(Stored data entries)
▼

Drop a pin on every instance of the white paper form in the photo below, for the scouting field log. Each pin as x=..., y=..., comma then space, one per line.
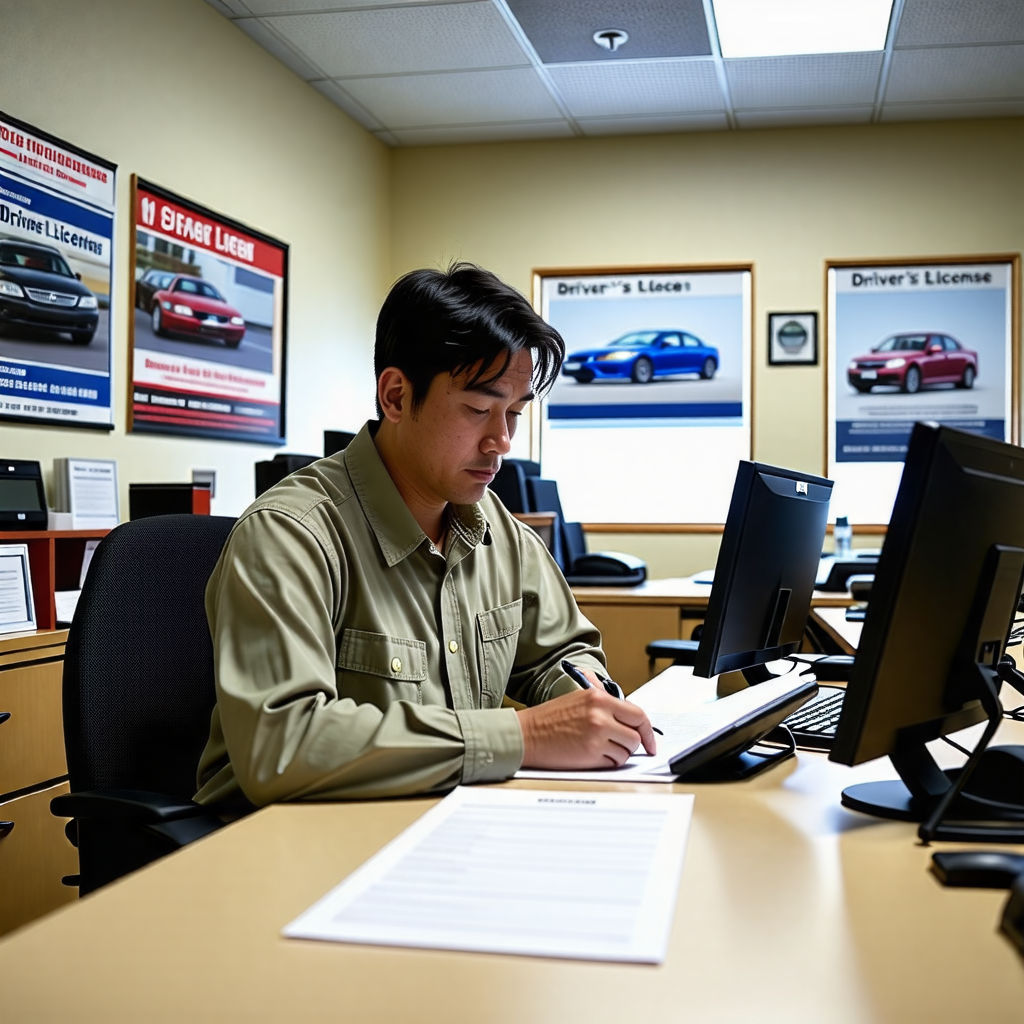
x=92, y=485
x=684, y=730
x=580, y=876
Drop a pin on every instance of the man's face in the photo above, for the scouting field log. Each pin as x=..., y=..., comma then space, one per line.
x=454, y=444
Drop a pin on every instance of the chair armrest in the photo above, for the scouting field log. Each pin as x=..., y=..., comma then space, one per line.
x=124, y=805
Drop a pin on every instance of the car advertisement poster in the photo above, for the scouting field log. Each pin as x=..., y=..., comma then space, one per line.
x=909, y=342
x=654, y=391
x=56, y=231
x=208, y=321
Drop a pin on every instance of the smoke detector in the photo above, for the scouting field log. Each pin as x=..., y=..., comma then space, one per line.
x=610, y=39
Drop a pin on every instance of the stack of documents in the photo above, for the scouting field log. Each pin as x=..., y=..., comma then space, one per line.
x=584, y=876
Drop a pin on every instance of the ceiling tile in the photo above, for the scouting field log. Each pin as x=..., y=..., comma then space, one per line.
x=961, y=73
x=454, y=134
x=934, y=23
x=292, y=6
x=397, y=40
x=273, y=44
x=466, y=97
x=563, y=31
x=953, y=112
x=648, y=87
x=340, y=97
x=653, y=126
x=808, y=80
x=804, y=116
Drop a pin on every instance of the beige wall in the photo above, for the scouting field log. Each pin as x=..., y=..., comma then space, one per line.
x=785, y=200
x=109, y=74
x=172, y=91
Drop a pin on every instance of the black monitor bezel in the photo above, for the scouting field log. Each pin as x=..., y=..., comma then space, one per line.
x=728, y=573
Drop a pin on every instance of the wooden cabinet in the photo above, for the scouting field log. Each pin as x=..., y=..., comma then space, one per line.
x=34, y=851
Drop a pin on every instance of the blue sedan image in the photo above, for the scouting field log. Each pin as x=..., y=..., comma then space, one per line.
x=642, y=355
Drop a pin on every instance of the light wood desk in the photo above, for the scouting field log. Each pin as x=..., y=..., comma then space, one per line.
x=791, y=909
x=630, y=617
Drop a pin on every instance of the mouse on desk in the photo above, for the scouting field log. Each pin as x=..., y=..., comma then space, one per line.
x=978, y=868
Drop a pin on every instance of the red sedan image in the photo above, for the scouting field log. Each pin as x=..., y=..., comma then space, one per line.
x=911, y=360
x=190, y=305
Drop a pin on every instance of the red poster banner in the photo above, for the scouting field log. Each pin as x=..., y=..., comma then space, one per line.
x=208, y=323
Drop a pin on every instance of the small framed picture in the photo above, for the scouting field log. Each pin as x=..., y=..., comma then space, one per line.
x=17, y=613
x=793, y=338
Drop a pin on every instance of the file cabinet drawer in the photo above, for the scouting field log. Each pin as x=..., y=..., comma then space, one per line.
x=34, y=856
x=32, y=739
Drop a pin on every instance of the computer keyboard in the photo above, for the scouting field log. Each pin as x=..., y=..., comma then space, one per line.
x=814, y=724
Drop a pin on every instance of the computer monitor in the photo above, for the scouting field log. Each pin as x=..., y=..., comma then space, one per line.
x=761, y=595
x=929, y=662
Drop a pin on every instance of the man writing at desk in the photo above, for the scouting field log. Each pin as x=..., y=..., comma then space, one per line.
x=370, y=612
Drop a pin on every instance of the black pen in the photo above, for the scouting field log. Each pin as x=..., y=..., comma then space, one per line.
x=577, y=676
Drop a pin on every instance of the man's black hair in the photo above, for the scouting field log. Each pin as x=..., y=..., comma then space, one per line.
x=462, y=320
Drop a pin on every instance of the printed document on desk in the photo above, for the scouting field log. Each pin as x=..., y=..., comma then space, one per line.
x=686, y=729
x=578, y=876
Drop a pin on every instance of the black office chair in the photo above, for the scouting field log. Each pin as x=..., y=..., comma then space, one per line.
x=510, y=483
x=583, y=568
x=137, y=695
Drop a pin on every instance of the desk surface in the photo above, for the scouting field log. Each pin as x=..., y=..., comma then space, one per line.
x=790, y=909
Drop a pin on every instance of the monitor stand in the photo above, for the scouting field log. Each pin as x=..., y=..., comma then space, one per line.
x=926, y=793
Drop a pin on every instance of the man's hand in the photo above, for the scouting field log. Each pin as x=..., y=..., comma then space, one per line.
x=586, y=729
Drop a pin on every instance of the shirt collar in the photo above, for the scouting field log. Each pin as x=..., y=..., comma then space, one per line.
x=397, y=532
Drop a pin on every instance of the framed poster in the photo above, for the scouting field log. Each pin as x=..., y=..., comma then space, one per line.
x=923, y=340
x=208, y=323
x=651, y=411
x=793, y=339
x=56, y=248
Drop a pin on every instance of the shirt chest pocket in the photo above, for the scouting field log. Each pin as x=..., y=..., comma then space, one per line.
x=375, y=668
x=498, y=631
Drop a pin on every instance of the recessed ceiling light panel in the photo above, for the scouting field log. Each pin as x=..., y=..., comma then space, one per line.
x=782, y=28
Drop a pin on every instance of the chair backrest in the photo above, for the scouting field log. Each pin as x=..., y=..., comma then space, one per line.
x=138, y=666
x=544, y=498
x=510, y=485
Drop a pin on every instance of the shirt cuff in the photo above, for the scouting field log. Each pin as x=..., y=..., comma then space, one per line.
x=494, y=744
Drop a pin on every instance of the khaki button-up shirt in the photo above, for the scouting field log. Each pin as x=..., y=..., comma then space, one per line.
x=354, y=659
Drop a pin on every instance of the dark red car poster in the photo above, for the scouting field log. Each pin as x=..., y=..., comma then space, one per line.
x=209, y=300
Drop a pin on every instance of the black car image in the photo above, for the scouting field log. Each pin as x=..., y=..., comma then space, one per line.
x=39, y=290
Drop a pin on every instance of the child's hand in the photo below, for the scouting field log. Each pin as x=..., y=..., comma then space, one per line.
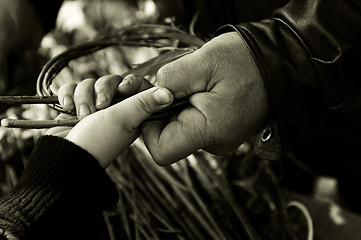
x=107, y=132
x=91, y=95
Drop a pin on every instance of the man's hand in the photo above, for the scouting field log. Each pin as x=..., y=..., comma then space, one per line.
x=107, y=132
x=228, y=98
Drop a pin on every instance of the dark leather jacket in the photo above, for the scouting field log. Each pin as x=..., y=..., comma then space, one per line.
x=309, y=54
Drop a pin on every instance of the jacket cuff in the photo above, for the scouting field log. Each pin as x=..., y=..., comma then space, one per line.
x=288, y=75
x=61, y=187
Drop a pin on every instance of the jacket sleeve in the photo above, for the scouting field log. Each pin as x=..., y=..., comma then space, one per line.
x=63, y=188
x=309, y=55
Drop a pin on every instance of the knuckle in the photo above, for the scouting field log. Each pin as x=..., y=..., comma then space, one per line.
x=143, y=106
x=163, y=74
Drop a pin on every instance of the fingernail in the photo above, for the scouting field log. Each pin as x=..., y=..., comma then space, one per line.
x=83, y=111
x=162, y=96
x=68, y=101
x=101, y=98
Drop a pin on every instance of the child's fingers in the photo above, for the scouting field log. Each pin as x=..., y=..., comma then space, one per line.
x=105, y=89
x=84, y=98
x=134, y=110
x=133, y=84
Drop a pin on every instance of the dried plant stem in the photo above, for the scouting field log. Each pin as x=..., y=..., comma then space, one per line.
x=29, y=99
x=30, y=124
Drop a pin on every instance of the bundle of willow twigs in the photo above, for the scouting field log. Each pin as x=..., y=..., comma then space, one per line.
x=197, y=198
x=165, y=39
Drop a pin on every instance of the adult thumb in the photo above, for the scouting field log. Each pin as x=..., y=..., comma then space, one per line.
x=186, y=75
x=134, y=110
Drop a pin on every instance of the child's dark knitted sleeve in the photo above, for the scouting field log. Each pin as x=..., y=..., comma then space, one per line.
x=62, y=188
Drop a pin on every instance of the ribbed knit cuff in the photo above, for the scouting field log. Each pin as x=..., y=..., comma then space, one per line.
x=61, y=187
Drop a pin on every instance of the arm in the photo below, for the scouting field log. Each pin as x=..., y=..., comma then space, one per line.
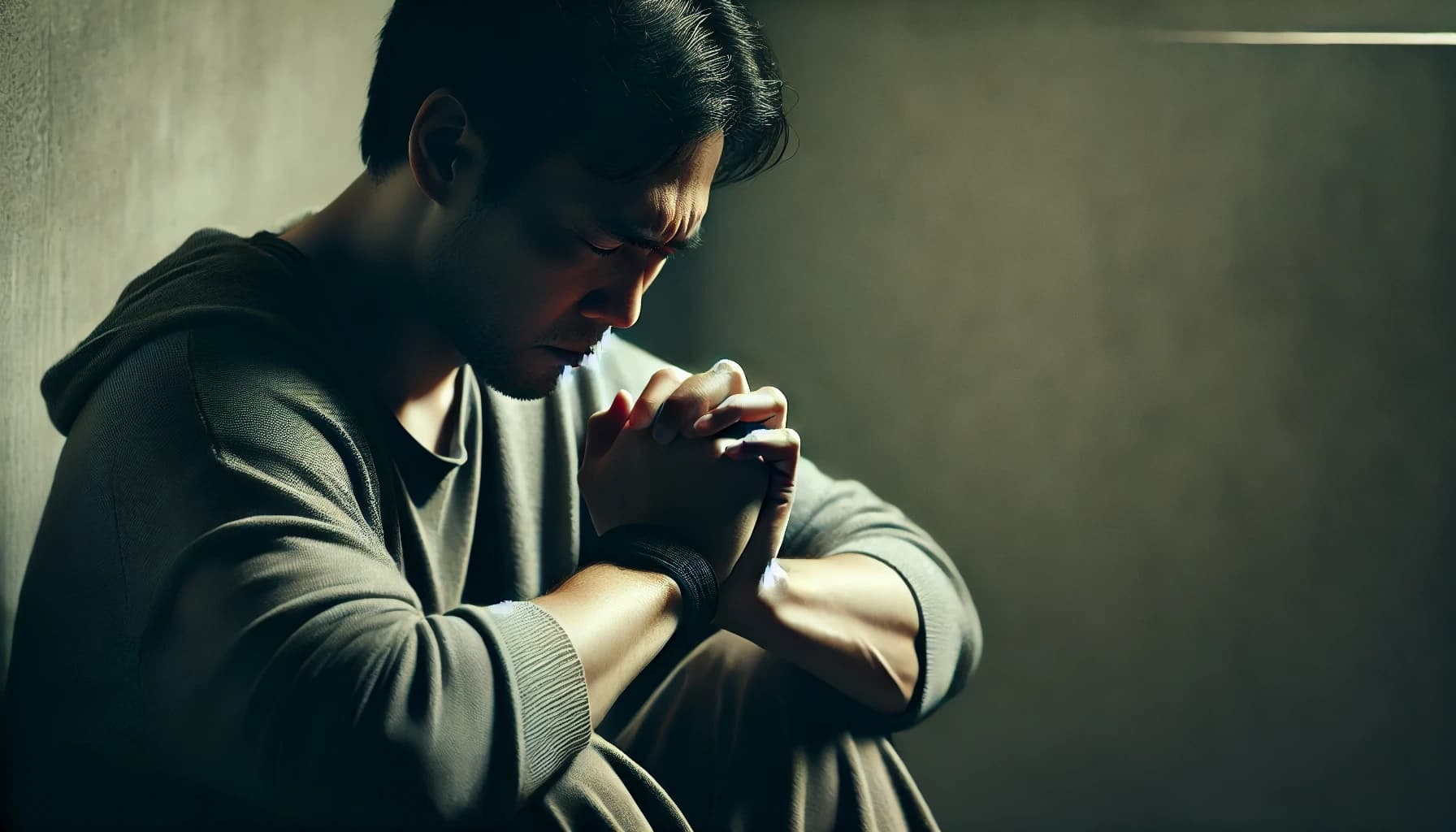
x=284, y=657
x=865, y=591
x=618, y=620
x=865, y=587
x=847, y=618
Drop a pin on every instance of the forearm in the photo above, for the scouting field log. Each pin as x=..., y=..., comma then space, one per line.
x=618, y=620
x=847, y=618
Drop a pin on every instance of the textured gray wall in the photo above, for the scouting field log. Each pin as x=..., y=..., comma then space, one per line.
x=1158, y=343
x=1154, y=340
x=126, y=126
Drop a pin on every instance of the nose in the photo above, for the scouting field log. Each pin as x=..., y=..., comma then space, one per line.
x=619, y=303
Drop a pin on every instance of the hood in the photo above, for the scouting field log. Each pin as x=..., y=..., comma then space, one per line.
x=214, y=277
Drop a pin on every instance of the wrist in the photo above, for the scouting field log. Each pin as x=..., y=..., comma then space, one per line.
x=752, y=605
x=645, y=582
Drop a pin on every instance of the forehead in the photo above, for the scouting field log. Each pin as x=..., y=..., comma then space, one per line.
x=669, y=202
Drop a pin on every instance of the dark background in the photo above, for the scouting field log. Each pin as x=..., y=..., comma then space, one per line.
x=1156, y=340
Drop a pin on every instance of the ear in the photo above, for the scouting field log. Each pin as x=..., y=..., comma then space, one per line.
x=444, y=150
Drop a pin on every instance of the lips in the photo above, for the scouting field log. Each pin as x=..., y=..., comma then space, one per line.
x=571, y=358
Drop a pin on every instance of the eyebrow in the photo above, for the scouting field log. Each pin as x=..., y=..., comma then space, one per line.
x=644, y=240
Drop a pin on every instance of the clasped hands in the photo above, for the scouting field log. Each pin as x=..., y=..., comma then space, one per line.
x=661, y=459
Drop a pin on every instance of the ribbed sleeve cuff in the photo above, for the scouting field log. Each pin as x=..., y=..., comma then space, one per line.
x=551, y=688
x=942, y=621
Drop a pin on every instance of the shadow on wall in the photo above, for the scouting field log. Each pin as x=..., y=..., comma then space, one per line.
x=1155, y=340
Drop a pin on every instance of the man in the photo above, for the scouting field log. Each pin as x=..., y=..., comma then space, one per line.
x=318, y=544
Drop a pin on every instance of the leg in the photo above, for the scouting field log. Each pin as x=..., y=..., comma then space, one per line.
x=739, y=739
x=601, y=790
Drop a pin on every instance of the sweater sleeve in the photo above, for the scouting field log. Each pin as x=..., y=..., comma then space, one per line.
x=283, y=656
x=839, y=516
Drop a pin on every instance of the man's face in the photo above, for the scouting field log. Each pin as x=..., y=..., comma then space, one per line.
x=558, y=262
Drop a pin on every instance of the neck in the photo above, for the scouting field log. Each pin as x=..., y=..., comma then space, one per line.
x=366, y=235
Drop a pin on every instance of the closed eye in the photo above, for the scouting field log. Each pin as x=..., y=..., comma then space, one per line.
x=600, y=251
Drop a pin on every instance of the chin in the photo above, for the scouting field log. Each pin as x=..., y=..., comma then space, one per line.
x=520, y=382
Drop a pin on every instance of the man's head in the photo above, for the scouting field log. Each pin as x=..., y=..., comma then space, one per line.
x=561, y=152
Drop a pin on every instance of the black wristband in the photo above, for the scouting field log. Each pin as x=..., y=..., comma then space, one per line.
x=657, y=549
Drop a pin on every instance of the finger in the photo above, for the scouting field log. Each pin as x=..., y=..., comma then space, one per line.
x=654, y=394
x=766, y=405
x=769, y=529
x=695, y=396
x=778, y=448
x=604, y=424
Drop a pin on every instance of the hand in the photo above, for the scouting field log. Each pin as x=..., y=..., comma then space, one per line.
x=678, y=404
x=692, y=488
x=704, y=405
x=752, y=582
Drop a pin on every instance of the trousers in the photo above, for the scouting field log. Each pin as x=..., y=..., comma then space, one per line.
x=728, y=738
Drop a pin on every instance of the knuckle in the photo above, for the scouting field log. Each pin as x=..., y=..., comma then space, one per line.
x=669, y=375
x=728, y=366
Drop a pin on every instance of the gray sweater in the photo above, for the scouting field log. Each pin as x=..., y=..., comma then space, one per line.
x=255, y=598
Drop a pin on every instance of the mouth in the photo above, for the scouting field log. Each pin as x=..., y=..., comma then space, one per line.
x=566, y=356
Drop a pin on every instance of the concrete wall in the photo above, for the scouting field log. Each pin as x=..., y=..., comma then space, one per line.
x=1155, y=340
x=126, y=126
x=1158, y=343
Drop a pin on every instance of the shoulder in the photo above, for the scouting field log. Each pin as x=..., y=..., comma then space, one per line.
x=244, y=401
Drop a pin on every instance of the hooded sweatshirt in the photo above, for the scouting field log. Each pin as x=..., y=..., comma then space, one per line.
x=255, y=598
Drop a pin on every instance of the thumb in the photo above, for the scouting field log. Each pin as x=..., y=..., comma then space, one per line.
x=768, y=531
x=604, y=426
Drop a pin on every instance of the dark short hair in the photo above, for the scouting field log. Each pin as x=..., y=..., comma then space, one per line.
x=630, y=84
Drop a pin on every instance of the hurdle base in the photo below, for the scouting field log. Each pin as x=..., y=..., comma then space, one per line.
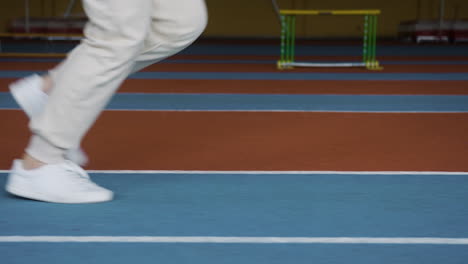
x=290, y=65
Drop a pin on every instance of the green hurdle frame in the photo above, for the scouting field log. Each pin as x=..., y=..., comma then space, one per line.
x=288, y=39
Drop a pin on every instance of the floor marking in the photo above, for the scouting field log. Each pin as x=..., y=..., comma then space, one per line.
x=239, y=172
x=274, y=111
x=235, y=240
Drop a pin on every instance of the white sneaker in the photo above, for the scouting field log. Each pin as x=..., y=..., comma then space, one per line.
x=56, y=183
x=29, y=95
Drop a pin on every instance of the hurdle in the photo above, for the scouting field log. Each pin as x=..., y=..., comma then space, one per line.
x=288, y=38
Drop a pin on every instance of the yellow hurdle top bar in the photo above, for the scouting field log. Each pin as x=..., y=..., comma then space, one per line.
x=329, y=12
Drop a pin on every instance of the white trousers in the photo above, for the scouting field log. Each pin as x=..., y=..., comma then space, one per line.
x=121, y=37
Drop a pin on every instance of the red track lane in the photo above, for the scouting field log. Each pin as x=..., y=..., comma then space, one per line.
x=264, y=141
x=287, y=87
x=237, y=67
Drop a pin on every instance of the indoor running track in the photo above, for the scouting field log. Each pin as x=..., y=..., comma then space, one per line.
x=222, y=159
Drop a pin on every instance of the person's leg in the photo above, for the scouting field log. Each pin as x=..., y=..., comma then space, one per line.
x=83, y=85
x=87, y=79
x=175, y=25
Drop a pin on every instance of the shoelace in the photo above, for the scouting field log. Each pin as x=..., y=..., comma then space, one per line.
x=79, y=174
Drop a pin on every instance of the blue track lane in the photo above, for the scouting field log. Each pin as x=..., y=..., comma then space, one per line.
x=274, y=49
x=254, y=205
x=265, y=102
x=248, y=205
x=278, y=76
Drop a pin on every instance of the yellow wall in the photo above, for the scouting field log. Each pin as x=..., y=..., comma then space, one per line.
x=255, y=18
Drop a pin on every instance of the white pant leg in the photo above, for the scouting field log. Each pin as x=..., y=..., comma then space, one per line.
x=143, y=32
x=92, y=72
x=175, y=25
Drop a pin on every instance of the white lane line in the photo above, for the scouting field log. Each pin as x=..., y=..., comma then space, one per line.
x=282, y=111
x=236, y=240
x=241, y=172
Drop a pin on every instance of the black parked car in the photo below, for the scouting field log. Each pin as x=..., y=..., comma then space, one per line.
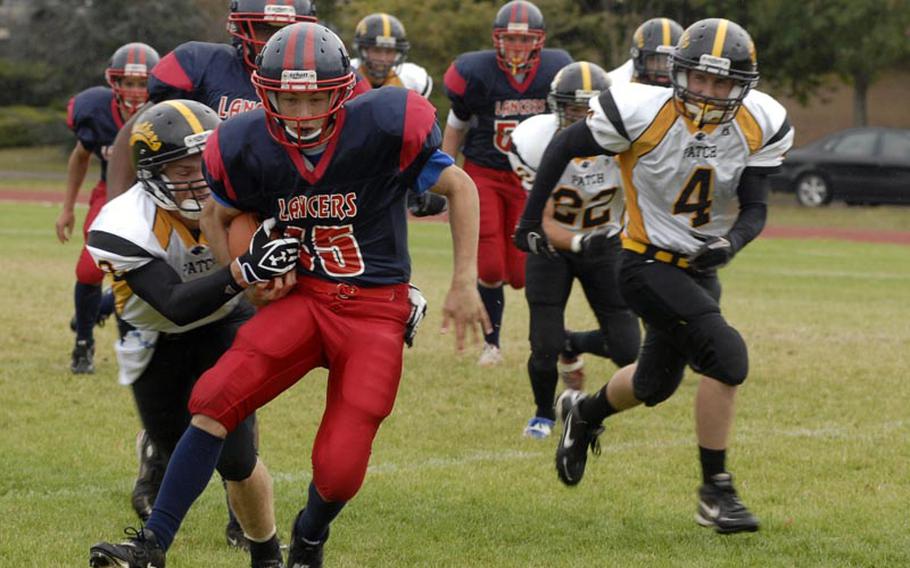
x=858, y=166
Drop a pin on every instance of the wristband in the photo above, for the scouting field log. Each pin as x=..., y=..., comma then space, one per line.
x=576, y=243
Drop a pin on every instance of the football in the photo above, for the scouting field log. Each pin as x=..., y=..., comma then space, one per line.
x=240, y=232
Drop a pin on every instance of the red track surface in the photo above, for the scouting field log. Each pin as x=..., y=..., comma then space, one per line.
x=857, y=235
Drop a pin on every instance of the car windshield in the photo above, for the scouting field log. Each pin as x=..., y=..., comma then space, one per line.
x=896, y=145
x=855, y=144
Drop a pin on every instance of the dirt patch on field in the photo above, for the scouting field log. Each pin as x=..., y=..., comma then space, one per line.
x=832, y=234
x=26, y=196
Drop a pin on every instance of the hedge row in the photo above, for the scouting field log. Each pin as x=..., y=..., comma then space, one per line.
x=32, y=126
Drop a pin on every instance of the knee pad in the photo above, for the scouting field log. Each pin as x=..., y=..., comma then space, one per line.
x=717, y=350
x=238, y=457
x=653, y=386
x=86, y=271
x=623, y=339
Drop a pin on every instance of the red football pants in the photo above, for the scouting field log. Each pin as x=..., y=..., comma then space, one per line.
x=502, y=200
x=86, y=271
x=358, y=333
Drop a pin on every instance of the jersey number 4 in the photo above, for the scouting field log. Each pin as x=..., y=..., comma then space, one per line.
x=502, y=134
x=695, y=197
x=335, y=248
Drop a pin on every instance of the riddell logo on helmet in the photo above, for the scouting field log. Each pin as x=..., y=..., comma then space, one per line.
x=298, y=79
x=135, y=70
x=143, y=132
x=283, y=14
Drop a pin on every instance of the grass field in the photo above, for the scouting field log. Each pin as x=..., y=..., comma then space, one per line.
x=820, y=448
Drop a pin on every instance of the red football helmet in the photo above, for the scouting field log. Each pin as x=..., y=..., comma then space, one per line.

▲

> _EXERCISE BRIEF_:
Repeat only the stretch of lines that begins at the line containing "Drop a pin on every instance of the red football pants" and ends at the last line above, both included.

> _THE REPLY_:
Drop a pin on every instance of the red football pants in the photo above, for the scouting field log. Each pin as x=..., y=..., comma then space, one per line.
x=502, y=200
x=86, y=271
x=358, y=333
Drop a pin on every instance of the jersey number 4 in the photo above, for the scouting field log. Each pin as x=..., y=..., comma then space, one per line.
x=502, y=134
x=695, y=197
x=335, y=248
Drop a pin on every instance of the riddell logo on helmet in the photo above, for the scouting field log. Each pin as x=..., y=..., comma then space, one per line.
x=298, y=79
x=135, y=70
x=143, y=132
x=283, y=14
Drop a pin on every instance of the grass field in the photo above, for the scouting field log. Each pin as x=..., y=..., comma then space, one per line.
x=820, y=448
Drop a pin on every instance of the red football helmet in the photo above, for the scouting field log. Each pin as x=..., y=..., comma then space, one per line.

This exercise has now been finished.